Start of Passage given

I was raised in a household that was Pentecostal Christian (an Evangelical form of Christianity), and I grew pretty depressed as I was taught that I was born broken, and that I needed to get in good with Jesus in order to go to heaven, otherwise you are hell bound. So my entire youth was focused on being a good Christian and trying to reach others so that they wouldn’t end up in Hell either. Even though I was a dedicated Christian in my youth, I always enjoyed Nature. Going into the woods was a place of refuge and just being myself without the constant fear of being judged for doing something wrong. I loved learning about the natural world and how it functioned, trying to understand how I could best fit into it all.
It wasn’t until I moved away for college to study Wildlife Conservation did I start really thinking about my beliefs. One of the first things that I did when I moved was find the nearest Pentecostal Church and attended it. But over time I realized that most of what was taught in Christianity I didn’t agree with. My studies in how Nature works didn’t line up with what was said either. There was a fundamental denial in Christianity about our Natural History, and there was an undercurrent of male superiority that irked me. During this time away from home I also had the opportunity to learn about other beliefs and found that I tended to agree with some of these other beliefs more than what I was raised with.

End of Passage given
Start of Data lines

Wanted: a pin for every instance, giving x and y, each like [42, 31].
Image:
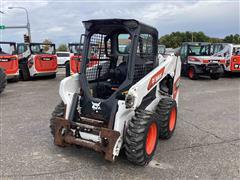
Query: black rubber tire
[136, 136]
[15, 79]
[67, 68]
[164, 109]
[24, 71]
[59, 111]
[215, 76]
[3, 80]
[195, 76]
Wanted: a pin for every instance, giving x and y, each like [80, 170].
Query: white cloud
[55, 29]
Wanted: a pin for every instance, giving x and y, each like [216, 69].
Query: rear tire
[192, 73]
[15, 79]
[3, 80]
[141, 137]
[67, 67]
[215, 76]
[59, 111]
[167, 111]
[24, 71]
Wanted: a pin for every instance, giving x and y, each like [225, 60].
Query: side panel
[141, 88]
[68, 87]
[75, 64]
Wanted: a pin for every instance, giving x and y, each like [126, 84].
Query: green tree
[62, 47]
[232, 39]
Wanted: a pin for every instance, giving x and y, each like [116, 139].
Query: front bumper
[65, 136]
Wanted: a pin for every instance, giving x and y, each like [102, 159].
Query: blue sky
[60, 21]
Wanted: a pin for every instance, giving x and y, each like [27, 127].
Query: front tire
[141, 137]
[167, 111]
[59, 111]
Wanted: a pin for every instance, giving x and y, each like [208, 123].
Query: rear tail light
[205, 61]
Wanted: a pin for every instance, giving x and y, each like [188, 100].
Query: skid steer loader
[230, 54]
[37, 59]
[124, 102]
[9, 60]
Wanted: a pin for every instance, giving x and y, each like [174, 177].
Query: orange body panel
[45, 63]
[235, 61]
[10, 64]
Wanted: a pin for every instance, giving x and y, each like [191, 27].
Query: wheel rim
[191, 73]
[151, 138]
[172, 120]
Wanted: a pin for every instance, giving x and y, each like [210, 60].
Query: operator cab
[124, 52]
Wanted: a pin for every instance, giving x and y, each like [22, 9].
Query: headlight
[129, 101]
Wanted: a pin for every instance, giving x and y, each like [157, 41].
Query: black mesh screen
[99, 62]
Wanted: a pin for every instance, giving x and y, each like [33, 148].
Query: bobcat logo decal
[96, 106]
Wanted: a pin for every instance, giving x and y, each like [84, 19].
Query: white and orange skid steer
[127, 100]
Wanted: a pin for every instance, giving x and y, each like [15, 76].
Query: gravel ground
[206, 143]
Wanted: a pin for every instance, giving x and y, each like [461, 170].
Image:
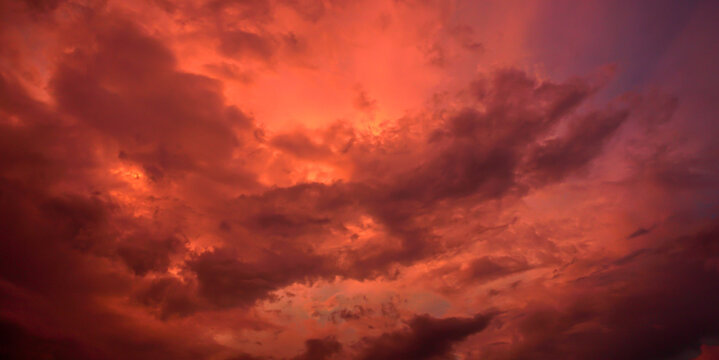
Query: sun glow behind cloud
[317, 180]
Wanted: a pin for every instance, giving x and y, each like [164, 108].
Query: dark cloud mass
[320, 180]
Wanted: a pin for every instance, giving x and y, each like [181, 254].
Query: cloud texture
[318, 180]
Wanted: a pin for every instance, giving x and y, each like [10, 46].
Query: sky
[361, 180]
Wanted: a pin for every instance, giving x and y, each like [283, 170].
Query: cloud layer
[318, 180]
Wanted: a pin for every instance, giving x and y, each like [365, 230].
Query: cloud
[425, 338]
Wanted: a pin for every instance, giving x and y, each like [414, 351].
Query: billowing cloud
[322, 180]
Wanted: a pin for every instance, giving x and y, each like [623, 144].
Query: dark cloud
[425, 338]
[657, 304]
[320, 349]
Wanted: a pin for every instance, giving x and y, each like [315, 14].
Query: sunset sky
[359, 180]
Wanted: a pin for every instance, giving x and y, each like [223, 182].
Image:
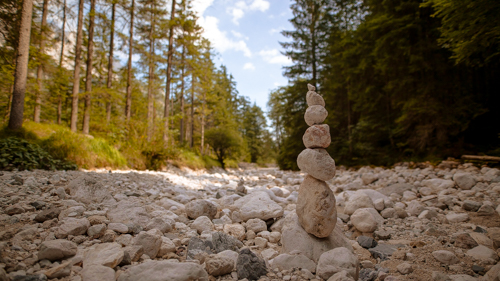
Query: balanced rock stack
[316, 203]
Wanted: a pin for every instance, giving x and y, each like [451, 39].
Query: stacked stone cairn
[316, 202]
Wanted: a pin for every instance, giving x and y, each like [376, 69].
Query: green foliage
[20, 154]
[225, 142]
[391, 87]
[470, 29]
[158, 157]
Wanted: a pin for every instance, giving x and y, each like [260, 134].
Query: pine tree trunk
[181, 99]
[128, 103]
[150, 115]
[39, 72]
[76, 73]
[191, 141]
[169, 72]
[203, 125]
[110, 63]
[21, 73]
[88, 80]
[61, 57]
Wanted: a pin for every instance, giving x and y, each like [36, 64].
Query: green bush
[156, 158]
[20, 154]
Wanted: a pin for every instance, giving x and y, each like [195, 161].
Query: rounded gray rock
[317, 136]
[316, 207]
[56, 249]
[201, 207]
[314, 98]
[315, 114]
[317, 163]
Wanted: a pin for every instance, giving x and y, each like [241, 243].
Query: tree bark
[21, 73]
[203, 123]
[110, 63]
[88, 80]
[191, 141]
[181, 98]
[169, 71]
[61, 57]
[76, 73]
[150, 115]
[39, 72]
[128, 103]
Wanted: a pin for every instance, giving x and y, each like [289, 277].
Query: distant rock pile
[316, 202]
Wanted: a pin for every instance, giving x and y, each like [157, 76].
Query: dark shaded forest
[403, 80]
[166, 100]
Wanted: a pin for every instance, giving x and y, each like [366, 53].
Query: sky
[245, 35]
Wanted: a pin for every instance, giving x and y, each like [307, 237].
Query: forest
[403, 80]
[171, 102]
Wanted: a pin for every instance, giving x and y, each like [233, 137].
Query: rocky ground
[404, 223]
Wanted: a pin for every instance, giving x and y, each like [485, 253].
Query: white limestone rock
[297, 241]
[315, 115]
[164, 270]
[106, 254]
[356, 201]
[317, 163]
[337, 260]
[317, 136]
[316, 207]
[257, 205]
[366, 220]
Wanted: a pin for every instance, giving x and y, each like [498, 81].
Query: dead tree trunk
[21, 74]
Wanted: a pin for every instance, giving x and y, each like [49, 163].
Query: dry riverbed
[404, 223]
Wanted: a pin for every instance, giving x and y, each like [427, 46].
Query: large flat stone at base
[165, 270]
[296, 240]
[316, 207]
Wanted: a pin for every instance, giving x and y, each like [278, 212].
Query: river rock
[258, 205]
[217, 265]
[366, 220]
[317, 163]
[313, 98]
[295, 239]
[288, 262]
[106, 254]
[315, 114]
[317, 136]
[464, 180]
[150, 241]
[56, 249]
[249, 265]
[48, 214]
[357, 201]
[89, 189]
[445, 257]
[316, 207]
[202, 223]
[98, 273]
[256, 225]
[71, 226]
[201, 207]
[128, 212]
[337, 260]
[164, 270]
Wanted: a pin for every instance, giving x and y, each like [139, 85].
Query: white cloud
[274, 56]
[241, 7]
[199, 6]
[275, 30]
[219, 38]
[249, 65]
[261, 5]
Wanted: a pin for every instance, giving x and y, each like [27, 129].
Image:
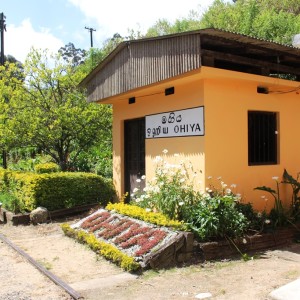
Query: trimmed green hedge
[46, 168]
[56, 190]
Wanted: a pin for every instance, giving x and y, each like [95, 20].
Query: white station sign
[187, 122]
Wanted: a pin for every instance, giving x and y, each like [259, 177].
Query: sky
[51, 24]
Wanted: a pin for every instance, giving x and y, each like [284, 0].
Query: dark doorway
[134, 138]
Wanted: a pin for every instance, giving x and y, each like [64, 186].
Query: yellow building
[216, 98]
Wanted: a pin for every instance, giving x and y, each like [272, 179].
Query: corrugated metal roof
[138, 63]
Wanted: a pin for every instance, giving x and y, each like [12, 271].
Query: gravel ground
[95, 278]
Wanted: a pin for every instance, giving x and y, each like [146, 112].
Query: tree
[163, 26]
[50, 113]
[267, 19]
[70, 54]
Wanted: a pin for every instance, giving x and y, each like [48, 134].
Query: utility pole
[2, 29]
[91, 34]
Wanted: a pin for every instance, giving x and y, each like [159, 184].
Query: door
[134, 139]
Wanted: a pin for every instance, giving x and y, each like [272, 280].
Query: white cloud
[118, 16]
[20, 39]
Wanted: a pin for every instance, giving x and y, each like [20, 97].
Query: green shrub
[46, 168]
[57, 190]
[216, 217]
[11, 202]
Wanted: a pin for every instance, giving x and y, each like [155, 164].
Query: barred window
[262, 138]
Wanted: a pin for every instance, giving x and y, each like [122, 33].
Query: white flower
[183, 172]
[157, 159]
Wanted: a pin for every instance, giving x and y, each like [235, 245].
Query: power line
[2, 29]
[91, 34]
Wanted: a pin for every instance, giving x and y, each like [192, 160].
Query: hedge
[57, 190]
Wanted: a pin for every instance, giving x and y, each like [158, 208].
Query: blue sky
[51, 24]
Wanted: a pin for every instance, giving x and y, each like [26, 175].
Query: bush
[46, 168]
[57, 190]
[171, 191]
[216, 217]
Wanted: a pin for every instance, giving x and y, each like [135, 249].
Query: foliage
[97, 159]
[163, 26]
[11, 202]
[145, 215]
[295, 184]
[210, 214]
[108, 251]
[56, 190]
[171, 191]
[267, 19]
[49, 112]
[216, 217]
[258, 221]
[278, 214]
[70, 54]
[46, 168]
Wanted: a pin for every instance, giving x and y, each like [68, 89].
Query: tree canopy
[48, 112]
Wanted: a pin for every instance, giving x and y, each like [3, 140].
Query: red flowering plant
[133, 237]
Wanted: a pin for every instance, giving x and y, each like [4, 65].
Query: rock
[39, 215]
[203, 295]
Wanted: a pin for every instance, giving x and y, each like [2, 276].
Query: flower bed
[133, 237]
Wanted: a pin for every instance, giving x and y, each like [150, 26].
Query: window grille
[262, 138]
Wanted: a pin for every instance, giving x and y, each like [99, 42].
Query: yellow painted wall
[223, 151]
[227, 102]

End of Data lines

• Given instruction 1
Answer these about the passage on faith and nature:
(a) What form of Christianity was the writer raised in?
(b) What did the writer move away to study in college?
(c) What was one of the first things the writer did after moving?
• Given instruction 2
From the passage on faith and nature, copy the part that opens with the words containing "It wasn’t until" and closes with "was raised with.".

• Expected answer 1
(a) Pentecostal Christianity, an Evangelical form of Christianity.
(b) Wildlife Conservation.
(c) Found the nearest Pentecostal Church and attended it.

• Expected answer 2
It wasn’t until I moved away for college to study Wildlife Conservation did I start really thinking about my beliefs. One of the first things that I did when I moved was find the nearest Pentecostal Church and attended it. But over time I realized that most of what was taught in Christianity I didn’t agree with. My studies in how Nature works didn’t line up with what was said either. There was a fundamental denial in Christianity about our Natural History, and there was an undercurrent of male superiority that irked me. During this time away from home I also had the opportunity to learn about other beliefs and found that I tended to agree with some of these other beliefs more than what I was raised with.